* _Provided material_
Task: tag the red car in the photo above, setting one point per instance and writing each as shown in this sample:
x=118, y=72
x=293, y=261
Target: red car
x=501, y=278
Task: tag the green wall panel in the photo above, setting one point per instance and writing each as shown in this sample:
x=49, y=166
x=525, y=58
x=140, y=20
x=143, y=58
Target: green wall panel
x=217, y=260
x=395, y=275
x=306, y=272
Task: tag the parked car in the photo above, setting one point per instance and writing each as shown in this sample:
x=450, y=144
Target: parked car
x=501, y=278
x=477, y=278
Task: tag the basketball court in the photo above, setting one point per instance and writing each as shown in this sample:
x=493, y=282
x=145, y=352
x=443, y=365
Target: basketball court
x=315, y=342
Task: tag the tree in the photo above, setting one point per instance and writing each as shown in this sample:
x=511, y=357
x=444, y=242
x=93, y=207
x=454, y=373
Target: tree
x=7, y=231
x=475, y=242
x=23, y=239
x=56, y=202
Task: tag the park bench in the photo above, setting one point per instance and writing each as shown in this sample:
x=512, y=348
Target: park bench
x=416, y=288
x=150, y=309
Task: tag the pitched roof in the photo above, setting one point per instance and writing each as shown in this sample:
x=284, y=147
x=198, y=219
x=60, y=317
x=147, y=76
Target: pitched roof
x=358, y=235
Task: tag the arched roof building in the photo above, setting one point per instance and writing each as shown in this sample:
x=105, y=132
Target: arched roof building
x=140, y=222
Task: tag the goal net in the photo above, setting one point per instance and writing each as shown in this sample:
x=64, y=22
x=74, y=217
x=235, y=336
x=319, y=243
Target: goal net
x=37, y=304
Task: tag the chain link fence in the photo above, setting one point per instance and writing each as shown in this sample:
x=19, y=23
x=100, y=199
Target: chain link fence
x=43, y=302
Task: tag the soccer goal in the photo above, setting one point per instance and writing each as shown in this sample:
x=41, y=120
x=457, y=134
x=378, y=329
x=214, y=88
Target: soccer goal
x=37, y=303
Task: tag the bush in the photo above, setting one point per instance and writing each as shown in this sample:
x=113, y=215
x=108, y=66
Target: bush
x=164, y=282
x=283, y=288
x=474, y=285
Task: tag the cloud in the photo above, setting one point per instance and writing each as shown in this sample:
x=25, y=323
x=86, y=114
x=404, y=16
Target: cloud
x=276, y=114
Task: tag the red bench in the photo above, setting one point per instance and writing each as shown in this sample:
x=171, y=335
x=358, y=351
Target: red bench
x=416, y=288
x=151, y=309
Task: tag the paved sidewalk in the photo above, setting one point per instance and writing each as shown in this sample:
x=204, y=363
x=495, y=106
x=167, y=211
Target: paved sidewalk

* _Problem requirements_
Could you rewrite the records from the start through the line with "x=37, y=304", swapping "basketball court" for "sports court" and leaving everything else untouched?

* _Exercise output_
Task: tag the red car in the photo above, setting one point per instance and writing each as shown in this sample:
x=118, y=72
x=293, y=261
Target: red car
x=501, y=278
Task: tag the green wall panel in the photo above, setting one point per instance and writing each as shown in this sample:
x=49, y=166
x=525, y=58
x=140, y=20
x=143, y=58
Target: green wall panel
x=217, y=260
x=395, y=275
x=306, y=272
Task: tag the parked car in the photo above, setting one point per instance and writing each as shown in this sample:
x=450, y=144
Target: parked car
x=501, y=278
x=477, y=278
Task: tag the sports court in the photo above, setting one point per instance and writing each as shown in this sample:
x=493, y=282
x=145, y=352
x=443, y=365
Target: sports court
x=315, y=342
Task: tag the tree in the photo above, setting one point per instance and writing each as shown in this sample:
x=511, y=357
x=444, y=242
x=93, y=207
x=454, y=373
Target: tree
x=7, y=231
x=475, y=242
x=23, y=239
x=56, y=202
Task: tag the park bench in the photo above, setting one point per instance and writing each as shown in this sample:
x=512, y=348
Target: park bench
x=416, y=288
x=150, y=309
Task: tag the pitched roof in the photo above, setting one point per instance and writing each as shown in this sample:
x=284, y=147
x=198, y=219
x=60, y=317
x=147, y=76
Target: pitched roof
x=358, y=235
Task: tag the arched roof building in the photo above, setting one point per instance and writing each as shown in this sample:
x=105, y=132
Target: arched roof building
x=140, y=222
Task: tag the goal net in the photo above, setting one point per instance and writing each as shown in this sample:
x=64, y=22
x=74, y=217
x=235, y=336
x=319, y=243
Target: goal net
x=37, y=304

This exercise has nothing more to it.